** begin Given information **

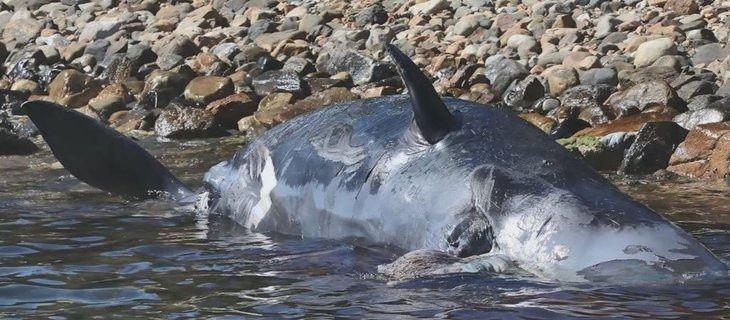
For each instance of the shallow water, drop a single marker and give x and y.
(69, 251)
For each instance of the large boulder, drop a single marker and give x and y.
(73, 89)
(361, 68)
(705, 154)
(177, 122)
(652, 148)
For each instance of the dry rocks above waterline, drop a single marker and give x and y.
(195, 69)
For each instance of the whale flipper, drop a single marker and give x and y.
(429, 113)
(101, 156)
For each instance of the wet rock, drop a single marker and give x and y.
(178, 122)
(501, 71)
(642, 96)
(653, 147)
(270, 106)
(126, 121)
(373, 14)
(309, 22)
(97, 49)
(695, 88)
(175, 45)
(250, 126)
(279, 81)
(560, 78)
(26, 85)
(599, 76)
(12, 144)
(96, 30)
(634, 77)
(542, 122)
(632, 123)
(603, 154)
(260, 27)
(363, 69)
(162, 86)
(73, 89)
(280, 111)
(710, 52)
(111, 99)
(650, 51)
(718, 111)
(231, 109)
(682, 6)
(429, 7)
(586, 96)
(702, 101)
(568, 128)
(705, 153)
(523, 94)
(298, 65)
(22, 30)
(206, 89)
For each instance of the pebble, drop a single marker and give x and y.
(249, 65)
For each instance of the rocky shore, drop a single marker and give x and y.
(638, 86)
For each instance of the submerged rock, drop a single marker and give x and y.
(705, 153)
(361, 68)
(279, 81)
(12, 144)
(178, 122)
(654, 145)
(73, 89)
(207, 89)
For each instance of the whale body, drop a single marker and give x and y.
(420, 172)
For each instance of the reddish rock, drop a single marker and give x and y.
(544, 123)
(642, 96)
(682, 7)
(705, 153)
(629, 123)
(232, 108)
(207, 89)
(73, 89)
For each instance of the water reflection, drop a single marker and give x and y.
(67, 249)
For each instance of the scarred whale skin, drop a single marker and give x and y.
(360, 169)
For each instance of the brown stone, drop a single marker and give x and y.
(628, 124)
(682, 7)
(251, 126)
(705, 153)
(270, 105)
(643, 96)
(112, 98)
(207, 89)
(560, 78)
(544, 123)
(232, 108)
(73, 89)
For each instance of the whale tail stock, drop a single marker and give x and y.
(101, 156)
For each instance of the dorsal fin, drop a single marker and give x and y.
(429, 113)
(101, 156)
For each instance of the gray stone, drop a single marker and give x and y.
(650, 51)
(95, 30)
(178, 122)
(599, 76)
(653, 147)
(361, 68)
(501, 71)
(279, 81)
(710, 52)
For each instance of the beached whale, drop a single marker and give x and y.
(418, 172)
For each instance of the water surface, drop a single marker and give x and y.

** end Given information **

#### Task details
Copy out the records word for word, starting at the line that contains "For each instance of the pebble, drop" and running through the end of the records, with both of those lines included.

#### Answer for this exercise
For each instance of the pebble, drop a single marker and give x and y.
(249, 65)
For each instance of the rocky shore, drop a single marker and give x and y.
(638, 86)
For each instance of the submerged rock, drop a single marker and give x and y.
(705, 153)
(361, 68)
(279, 81)
(12, 144)
(178, 122)
(654, 145)
(73, 89)
(207, 89)
For each instance of the whale body, drop a single marker and give x and y.
(420, 172)
For each instance of the reddish rock, drop a single marker and give x and y.
(544, 123)
(642, 96)
(682, 7)
(705, 153)
(629, 123)
(232, 108)
(207, 89)
(73, 89)
For each instance of the water reflection, drop a single marker and give x and y.
(67, 249)
For each instance of the scarred whale skin, drop a single marker and give x and y.
(360, 169)
For each instance of the brown stone, drop a single marker and give x and y.
(628, 124)
(682, 7)
(251, 126)
(705, 153)
(270, 105)
(643, 96)
(112, 98)
(207, 89)
(560, 78)
(544, 123)
(232, 108)
(73, 89)
For each instance of the whale tail stock, drop a single marker and give x and y.
(101, 156)
For each instance of the dorsal fin, drop a single marker and give x and y.
(429, 113)
(101, 156)
For each instance of the gray stone, drop a single marker and give x and y.
(650, 51)
(95, 30)
(178, 122)
(599, 76)
(653, 147)
(361, 68)
(501, 71)
(279, 81)
(710, 52)
For each instance of the beached whale, drop a single marker and give x and y.
(418, 172)
For each instance of the water surface, drop a single marker and give x and y.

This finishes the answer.